#### EXCERPTED DATA ####
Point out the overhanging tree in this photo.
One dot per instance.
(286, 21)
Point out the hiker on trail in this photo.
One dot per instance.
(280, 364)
####
WORK INSTRUCTION
Once more, write out all of the entries above exactly.

ANSWER TO THIS PROBLEM
Point out the overhanging tree in this photo.
One dot per instance.
(286, 21)
Point out the hiker on trail in this photo.
One dot per instance.
(280, 364)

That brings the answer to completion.